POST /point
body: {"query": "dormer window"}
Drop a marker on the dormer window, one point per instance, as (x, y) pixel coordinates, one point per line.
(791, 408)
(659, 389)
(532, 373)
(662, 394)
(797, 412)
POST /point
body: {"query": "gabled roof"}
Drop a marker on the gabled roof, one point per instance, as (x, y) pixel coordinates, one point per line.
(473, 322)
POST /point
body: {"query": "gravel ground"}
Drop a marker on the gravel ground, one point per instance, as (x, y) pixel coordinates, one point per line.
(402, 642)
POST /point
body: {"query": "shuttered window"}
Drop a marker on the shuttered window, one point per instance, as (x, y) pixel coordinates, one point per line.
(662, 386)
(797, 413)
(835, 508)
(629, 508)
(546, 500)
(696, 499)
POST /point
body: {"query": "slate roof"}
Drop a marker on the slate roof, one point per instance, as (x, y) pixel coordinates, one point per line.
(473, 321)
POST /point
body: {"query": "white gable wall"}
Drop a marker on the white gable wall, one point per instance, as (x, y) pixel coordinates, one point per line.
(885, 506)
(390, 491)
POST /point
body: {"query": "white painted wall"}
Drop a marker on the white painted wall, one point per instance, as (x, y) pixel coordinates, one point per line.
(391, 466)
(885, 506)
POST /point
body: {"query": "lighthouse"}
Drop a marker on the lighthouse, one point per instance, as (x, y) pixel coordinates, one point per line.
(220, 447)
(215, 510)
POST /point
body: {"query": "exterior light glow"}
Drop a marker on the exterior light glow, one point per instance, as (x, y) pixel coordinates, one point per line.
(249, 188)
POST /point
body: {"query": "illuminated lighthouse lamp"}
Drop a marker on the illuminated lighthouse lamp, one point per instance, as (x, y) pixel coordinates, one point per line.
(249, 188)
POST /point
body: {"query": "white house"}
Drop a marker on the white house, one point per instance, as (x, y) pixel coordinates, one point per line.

========

What is needed - Only lines containing the word "body" should be copied from the material above.

Response to this task -
body: {"query": "dormer window"}
body: {"query": "gabled roof"}
body: {"query": "gravel ground"}
body: {"query": "shuttered window"}
body: {"query": "slate roof"}
body: {"query": "white gable wall"}
body: {"query": "white painted wall"}
body: {"query": "lighthouse"}
body: {"query": "exterior light glow"}
body: {"query": "illuminated lighthouse lamp"}
body: {"query": "white house"}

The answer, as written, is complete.